--- Provided information ---
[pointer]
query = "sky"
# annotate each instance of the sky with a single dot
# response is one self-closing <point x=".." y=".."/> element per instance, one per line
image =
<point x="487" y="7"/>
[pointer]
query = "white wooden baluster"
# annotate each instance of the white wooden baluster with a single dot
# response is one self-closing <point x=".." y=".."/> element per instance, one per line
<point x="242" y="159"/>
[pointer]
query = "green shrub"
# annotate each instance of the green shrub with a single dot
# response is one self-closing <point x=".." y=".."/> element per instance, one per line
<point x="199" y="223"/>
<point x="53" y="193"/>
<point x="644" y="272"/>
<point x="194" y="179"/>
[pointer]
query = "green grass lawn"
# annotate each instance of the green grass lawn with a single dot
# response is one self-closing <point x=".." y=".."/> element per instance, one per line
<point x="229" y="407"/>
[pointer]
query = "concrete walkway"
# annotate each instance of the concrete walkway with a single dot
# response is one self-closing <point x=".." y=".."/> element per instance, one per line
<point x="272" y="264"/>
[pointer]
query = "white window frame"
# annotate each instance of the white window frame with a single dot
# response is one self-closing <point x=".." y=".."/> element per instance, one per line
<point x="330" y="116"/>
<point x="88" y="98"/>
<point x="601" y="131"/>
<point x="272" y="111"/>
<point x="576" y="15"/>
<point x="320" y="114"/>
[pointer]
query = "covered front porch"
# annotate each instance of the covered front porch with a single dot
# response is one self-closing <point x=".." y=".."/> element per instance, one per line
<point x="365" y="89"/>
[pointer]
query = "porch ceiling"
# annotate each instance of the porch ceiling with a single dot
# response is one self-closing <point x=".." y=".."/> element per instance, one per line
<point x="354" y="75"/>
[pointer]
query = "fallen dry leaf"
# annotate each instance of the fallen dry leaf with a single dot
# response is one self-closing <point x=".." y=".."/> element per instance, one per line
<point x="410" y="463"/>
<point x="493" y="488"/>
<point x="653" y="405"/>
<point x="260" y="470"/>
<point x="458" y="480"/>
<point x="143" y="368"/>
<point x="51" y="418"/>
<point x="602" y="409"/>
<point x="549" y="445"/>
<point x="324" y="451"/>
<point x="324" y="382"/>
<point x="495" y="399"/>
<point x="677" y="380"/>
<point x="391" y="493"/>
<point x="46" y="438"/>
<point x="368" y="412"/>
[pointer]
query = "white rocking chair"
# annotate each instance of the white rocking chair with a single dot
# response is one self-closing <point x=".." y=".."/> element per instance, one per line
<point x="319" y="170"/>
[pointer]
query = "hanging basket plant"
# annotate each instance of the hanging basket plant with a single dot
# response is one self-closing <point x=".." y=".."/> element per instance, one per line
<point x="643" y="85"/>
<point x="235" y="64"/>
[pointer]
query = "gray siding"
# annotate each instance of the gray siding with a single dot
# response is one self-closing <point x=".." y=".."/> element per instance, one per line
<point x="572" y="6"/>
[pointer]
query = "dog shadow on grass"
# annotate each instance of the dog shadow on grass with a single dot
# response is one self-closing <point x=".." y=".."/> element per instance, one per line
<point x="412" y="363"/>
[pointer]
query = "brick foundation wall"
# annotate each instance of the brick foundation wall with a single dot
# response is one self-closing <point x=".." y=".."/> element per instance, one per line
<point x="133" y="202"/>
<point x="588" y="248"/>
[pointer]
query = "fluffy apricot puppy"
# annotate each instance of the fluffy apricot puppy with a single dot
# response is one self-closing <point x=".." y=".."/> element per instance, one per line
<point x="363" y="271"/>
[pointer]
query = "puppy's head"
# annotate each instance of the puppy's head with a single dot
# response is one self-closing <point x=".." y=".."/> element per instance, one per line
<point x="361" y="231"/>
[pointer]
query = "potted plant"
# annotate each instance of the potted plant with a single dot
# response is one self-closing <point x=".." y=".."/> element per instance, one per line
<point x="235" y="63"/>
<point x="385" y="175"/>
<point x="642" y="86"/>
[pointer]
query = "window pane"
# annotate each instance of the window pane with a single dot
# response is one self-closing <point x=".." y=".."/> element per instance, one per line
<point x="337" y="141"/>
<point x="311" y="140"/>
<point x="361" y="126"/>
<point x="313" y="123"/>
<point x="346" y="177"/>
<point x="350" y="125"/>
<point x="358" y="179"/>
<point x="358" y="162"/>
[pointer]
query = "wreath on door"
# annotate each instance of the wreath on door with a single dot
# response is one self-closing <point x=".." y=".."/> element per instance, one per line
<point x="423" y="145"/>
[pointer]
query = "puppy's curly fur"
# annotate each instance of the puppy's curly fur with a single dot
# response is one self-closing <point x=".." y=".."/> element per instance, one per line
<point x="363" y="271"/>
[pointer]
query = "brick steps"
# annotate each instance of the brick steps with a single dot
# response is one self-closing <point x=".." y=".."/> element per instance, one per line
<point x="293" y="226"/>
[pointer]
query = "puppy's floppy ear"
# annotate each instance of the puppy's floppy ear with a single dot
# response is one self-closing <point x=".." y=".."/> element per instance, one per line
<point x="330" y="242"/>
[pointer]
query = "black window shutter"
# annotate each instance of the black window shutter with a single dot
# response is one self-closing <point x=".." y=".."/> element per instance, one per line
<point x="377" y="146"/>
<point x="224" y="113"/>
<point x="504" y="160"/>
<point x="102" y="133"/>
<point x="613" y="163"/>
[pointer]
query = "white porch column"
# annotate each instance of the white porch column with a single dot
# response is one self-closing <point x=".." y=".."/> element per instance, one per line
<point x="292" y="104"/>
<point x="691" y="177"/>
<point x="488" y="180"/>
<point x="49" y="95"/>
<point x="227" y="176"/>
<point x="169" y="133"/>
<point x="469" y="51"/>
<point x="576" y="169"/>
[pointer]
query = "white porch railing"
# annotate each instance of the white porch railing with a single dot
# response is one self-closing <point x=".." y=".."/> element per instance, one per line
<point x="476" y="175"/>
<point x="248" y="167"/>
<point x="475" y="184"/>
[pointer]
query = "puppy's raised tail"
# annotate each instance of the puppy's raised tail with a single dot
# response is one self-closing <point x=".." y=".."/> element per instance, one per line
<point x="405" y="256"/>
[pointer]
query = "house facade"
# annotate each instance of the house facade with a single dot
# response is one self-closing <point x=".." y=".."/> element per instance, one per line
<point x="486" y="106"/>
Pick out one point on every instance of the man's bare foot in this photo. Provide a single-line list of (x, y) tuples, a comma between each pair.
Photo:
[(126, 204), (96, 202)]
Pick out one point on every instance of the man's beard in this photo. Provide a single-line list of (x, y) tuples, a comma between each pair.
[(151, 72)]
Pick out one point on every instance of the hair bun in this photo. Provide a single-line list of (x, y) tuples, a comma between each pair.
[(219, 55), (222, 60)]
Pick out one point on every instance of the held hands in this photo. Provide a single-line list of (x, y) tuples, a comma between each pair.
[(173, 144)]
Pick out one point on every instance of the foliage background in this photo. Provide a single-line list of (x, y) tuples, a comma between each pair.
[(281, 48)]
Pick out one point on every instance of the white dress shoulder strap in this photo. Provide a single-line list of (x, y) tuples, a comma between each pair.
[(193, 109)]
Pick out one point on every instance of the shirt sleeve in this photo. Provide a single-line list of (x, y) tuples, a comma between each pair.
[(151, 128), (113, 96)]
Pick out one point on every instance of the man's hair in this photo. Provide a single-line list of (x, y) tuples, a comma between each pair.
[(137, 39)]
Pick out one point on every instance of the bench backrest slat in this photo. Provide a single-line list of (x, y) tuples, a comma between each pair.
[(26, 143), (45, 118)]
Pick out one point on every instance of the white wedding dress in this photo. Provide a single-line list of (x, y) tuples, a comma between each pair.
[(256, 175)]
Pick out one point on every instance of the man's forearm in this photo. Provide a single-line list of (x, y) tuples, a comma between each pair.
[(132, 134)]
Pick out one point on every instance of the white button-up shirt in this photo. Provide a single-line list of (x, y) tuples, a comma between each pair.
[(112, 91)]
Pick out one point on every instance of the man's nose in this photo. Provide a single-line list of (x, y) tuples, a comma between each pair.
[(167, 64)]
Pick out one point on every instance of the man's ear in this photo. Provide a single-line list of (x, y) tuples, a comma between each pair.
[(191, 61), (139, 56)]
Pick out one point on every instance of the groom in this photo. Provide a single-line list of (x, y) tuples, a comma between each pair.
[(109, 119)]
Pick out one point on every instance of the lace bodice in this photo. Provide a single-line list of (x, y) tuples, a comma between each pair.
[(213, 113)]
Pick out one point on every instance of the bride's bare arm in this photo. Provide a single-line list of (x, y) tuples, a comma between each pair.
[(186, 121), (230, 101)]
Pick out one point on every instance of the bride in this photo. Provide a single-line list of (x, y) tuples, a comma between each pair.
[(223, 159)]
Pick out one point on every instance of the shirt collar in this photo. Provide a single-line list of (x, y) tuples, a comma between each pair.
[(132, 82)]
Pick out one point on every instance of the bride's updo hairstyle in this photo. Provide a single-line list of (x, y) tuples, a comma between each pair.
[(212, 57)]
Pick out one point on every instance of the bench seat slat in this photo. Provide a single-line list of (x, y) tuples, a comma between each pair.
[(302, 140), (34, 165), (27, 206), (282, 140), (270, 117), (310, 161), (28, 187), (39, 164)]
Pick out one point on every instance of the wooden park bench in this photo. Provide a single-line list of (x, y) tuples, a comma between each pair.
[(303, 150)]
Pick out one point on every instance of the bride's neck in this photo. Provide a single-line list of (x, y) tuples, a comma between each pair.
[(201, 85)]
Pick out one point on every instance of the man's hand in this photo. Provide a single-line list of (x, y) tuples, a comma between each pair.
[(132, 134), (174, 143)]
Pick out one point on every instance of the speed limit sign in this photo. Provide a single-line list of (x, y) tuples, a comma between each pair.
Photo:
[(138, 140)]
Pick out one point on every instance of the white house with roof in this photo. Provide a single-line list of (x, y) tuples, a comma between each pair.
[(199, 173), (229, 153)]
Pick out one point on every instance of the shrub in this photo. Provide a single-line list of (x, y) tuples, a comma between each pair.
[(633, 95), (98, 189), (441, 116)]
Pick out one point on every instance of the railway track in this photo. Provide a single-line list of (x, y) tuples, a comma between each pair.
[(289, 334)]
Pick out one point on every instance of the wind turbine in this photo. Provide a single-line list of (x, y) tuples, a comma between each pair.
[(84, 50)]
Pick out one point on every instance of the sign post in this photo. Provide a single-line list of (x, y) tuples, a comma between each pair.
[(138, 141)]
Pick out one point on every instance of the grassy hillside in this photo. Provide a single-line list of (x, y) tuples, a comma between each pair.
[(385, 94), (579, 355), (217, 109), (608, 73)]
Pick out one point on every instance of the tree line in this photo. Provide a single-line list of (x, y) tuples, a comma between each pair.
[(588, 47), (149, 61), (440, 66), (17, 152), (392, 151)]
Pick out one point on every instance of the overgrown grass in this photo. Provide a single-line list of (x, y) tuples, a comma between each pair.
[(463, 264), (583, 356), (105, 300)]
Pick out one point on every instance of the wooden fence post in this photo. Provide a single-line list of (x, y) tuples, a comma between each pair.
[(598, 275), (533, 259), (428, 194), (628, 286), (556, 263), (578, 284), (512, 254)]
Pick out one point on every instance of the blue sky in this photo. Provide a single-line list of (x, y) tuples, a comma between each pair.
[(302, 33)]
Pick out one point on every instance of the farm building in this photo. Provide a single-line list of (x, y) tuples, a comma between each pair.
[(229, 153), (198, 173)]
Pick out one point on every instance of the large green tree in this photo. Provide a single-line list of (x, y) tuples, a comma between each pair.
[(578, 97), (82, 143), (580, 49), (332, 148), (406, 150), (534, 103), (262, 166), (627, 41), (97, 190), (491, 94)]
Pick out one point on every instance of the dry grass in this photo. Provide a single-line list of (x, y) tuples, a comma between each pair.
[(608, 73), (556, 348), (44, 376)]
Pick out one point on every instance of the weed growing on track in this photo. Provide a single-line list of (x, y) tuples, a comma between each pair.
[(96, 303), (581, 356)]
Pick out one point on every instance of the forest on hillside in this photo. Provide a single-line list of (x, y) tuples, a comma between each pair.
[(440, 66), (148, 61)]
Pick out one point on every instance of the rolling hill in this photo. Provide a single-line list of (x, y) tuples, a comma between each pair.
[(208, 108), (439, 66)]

--- Given task ---
Please rewrite the lines between the one holding "Pick out one point on every instance of the man's forearm" and the one holding "[(186, 121), (230, 101)]", inclusive, swapping "single-line" for "one-line" and leaving everything else as it stands.

--- Result of the exercise ---
Pick out one point on every instance of the man's forearm in this photo. Provide a one-line list of (x, y) tuples, a comma between each pair.
[(132, 134)]
Pick out one point on every instance of the white button-up shirt in this photo. Provide a one-line list of (x, y) tuples, a comma between each pair.
[(112, 91)]
Pick out one point on every instance of the man's nose in this photo. Provide a one-line list of (x, y) tuples, a comma between each pair.
[(167, 64)]
Pick out one point on every instance of the man's ear in this photo. Provide a one-line list of (x, y) tuples, a comma between each pair.
[(191, 61), (139, 56)]
Pick out one point on every instance of the groom in this photo. Provide a one-line list of (x, y) tuples, a comma between each pair.
[(109, 119)]
Pick out one point on every instance of the lace bodice in this photo. Provide a one-line list of (x, y) tuples, a comma between each pair.
[(213, 113)]
Pick out one point on every instance of the bride's bare arm in this photo. Provide a one-line list of (x, y) tuples, a comma between each pair.
[(186, 121), (230, 101)]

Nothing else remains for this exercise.